* _MATERIAL SHOWN_
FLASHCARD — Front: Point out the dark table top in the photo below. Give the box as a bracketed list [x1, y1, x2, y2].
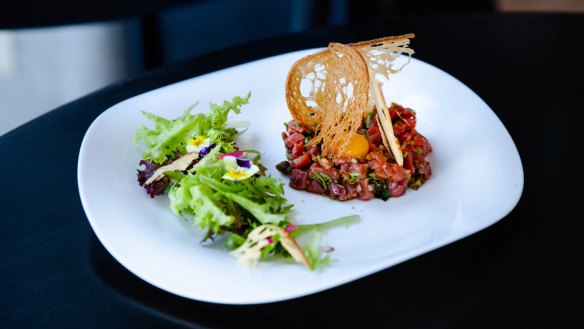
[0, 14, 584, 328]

--

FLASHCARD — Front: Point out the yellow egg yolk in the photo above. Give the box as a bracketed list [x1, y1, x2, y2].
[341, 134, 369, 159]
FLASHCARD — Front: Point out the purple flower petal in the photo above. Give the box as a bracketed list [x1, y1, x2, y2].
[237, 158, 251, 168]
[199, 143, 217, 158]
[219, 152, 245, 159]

...

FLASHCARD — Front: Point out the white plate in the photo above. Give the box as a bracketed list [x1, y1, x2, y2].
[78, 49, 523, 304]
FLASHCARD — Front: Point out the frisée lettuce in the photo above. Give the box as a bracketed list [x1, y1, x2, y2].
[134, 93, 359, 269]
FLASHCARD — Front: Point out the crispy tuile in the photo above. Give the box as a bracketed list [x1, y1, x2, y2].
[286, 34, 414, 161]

* _WRITTEN PROBLEM_
Copy out the lines of the records word for word, starting at the line containing "FLASHCARD — Front: Point out the white" and ending at the line containing "[286, 34, 414, 161]", with both of those lines included.

* _RESULT FOR THIS EXERCISE_
FLASHCARD — Front: Point out the white plate in the photo above. Give the box as a bracketed list [x1, y1, x2, y2].
[78, 49, 523, 304]
FLASHCARD — Front: Point out the frisée lettuce in the photo above. Give the box as a bracketed list [x1, y1, x2, y2].
[134, 93, 359, 269]
FLASHCARD — Front: Point out the crispy tuile in the photo above. Give the box as a bracketed list [x1, y1, x2, y2].
[286, 34, 414, 161]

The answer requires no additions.